--- Fragmento seleccionado ---

Cuatro mujeres que han sufrido violencia machista cuentan su historia. No como víctimas sino como supervivientes de una sociedad y un sistema que las ha cuestionado y las ha convertido en ello.
«Lo siento, chica, la vida es dura. Yo no sé cómo estás ni quiero un informe del amigo de papá que diga que la niña no está bien». Esta fue la respuesta de la jefa de estudios de la facultad donde Jèssica, de veinticinco años, está estudiando. Hacía poco más de un año que había sido violada por dos desconocidos en los alrededores de esta facultad, de noche, cuando iba a buscar el coche para volver a casa. Cuando acabe la carrera llevará estos hechos a los tribunales. Mientras se reserva, comienza a narrar su historia: «Caminaba sola y sentí que me llamaban pero no hice caso. Ni me giré, pero eran muy insistentes y me puse nerviosa y caminaba más deprisa. De repente noté que me tiraban del pelo y el cuello. Fue muy rápido. Me estaban ahogando y me empezaron a pegar; primero, en la cara, y después por todo el cuerpo». Inspira y continúa: «Me decían que no me girara y cuando intentaba defenderme me pegaban más fuerte. Me destrozaron la cara, la mandíbula, un ojo, y el cuello me quedó marcado. No les vi la cara». Pausa larga: «Me arrancaron la ropa y me agredieron sexualmente». Con los ojos anegados, baja la mirada. «Notaba que tenía mucha sangre en la cara, todavía no sé cómo, di una patada y huí corriendo sin mirar atrás. Subí al coche y, hasta llegar a mi pueblo, no recuerdo nada más».

--- Material de consulta ---

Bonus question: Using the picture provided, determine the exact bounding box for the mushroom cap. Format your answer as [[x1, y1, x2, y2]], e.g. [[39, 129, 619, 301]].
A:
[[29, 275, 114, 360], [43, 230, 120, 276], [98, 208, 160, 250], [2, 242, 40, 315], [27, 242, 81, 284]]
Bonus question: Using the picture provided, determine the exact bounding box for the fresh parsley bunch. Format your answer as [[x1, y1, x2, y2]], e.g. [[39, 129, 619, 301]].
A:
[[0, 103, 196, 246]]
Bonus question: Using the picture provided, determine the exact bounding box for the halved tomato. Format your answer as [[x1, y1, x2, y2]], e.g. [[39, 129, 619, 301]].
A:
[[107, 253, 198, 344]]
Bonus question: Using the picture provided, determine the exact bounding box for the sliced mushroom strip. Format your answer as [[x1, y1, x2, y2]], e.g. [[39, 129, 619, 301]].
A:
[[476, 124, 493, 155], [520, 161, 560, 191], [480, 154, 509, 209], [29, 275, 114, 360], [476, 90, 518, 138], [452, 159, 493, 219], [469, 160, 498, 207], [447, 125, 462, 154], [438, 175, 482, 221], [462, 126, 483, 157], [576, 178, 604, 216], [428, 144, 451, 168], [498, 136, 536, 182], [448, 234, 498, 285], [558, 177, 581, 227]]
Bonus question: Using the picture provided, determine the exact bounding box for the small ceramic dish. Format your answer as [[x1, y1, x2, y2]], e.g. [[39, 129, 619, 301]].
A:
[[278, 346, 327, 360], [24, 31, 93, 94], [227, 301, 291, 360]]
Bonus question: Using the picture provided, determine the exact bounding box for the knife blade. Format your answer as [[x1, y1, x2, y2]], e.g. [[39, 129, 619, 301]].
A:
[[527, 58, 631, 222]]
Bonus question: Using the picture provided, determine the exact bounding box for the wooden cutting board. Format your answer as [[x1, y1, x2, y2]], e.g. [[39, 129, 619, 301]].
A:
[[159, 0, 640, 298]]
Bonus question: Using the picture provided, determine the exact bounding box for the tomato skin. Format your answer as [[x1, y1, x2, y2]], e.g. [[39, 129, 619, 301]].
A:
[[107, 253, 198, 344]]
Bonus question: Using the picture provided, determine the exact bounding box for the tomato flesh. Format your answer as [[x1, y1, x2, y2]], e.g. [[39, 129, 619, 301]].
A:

---

Preguntas:
**a.** Según el fragmento, ¿en qué momento llevará Jèssica los hechos a los tribunales?
**b.** Transcribe el pasaje del fragmento que va desde «Cuatro mujeres que» hasta «convertido en ello.».

Respuestas del ejercicio:
**a.** Cuando acabe la carrera.

**b.**
Cuatro mujeres que han sufrido violencia machista cuentan su historia. No como víctimas sino como supervivientes de una sociedad y un sistema que las ha cuestionado y las ha convertido en ello.